### Work required:
Each line of the data below from the one holding "such as [37,368]." to the one holding "such as [244,208].", inclusive, is to be reproduced exactly; no other line belongs in the answer.

────────────────────

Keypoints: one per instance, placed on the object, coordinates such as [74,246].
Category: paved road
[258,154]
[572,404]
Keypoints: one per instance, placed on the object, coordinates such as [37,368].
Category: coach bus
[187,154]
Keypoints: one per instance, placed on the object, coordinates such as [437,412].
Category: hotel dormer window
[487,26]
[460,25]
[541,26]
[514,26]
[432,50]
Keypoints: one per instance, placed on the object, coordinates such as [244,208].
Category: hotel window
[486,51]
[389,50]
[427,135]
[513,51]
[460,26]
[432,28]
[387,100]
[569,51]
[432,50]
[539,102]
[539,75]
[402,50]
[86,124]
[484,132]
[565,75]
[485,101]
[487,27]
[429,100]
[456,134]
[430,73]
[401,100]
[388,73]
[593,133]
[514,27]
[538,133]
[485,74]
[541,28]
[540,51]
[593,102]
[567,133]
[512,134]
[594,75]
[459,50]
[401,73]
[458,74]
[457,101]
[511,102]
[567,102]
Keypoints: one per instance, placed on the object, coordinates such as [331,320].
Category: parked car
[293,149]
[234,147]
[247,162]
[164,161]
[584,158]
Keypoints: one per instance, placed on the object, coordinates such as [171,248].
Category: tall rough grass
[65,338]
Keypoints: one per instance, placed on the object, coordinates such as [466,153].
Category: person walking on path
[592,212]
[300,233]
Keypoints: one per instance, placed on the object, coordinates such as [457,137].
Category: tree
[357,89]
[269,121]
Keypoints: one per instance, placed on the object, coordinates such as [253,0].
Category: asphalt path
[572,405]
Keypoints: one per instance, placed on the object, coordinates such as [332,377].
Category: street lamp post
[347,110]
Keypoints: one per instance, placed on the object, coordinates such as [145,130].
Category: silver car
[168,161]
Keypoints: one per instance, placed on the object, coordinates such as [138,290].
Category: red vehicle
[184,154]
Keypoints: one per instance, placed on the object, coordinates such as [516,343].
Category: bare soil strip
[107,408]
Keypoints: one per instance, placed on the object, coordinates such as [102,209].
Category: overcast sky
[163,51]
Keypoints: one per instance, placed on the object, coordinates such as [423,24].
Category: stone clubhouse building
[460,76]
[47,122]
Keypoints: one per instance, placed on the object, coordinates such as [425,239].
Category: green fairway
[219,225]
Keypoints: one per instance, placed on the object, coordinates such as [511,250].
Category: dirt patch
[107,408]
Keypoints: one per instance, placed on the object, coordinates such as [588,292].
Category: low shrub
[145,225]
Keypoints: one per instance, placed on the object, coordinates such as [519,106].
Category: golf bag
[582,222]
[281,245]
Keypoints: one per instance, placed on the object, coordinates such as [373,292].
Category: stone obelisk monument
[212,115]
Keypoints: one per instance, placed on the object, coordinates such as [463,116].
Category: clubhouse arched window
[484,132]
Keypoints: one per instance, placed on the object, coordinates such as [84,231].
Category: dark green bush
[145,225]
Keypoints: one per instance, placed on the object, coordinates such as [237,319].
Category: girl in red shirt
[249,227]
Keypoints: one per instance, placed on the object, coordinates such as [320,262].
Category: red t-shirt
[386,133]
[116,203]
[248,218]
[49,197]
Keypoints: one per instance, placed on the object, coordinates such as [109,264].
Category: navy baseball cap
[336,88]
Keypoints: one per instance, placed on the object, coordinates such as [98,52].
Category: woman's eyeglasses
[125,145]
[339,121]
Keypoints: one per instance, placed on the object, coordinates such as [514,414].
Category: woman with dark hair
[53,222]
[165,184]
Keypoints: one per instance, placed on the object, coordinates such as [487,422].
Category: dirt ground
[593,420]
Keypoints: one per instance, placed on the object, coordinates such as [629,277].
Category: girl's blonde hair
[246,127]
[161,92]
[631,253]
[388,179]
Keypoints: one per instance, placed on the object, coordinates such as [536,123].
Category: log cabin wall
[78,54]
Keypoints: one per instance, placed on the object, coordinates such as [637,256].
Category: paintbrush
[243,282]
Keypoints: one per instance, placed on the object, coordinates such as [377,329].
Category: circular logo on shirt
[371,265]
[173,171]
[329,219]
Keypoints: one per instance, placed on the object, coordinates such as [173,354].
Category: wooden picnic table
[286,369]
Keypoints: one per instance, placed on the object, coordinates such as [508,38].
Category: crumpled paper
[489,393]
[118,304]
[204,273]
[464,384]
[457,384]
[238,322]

────────────────────

### Task solution:
Keypoints: one per instance, placed on the object, coordinates such as [37,368].
Category: coach bus
[187,154]
Keypoints: one per instance, placed on the object, coordinates such as [437,412].
Category: hotel dormer window
[487,26]
[460,25]
[541,26]
[514,26]
[432,50]
Keypoints: one per instance, placed on the object, coordinates such as [244,208].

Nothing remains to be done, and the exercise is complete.